▸ SOURCE DOCUMENT:
§

100°

 

Summertime.

 

 

North Carolina.

 

 

Heat … oppressive heat.

 

 

I am spending a long weekend at Dad’s here in sweltering North Carolina. It is so smothering it always makes me wonder why on God’s earth would anyone settle in these parts before there was air conditioning?

 

 

I came down to lend a hand with some projects around the house that Dad can’t do anymore at his age. Now, if these projects were indoors I doubt that Dad would really need my help. After all, he does have central air conditioning!

 

 

No, these projects would require a lot of time outdoors … in the heat … in the humidity. There was a storm a little while back and there was a lot of fallen tree limbs and debris in the back yard; the back yard is quite large and runs about 50 yards from the house to the river bank. The debris was close to the river and had to be cut up, gathered and hauled to the front of the house and piled near the street. Back breaking, sweaty work with many long trips back and forth.

§

▸ PROVIDED MATERIAL:
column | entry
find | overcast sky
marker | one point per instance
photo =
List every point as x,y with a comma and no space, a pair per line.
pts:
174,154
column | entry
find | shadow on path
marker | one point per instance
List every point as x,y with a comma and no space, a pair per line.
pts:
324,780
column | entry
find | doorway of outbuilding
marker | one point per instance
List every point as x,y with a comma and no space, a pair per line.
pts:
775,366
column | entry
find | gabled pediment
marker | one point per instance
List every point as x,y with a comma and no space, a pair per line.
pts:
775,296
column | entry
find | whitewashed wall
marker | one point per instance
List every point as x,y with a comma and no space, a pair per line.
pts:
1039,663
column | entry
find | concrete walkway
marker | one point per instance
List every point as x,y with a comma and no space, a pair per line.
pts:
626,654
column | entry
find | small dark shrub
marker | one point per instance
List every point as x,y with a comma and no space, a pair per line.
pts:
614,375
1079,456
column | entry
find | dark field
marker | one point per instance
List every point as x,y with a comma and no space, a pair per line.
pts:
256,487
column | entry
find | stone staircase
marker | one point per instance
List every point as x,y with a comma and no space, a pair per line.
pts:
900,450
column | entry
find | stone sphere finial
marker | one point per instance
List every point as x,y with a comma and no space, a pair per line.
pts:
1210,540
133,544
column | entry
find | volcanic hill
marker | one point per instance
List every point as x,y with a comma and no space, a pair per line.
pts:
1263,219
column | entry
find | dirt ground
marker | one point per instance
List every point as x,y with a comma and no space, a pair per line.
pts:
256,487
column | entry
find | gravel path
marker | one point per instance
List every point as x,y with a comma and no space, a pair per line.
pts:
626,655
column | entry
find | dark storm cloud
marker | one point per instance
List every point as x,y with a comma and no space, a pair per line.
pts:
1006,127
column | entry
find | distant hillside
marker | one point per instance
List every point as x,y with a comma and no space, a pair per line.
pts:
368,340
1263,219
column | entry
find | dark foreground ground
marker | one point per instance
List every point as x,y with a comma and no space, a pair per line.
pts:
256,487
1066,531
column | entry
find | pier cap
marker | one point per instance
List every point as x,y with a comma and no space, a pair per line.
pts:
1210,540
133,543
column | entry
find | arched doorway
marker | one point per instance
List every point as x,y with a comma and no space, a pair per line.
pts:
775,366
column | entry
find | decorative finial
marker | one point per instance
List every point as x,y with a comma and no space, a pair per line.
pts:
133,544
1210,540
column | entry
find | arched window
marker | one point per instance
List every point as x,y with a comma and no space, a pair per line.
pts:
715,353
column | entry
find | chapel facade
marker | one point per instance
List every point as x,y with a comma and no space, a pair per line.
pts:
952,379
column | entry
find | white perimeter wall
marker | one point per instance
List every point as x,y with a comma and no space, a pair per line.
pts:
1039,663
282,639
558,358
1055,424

§

▸ TO BE DONE:
Could you reproduce the North Carolina heat piece above, word for word from start to finish?

▸ FINAL RESULT:
100°

 

Summertime.

 

 

North Carolina.

 

 

Heat … oppressive heat.

 

 

I am spending a long weekend at Dad’s here in sweltering North Carolina. It is so smothering it always makes me wonder why on God’s earth would anyone settle in these parts before there was air conditioning?

 

 

I came down to lend a hand with some projects around the house that Dad can’t do anymore at his age. Now, if these projects were indoors I doubt that Dad would really need my help. After all, he does have central air conditioning!

 

 

No, these projects would require a lot of time outdoors … in the heat … in the humidity. There was a storm a little while back and there was a lot of fallen tree limbs and debris in the back yard; the back yard is quite large and runs about 50 yards from the house to the river bank. The debris was close to the river and had to be cut up, gathered and hauled to the front of the house and piled near the street. Back breaking, sweaty work with many long trips back and forth.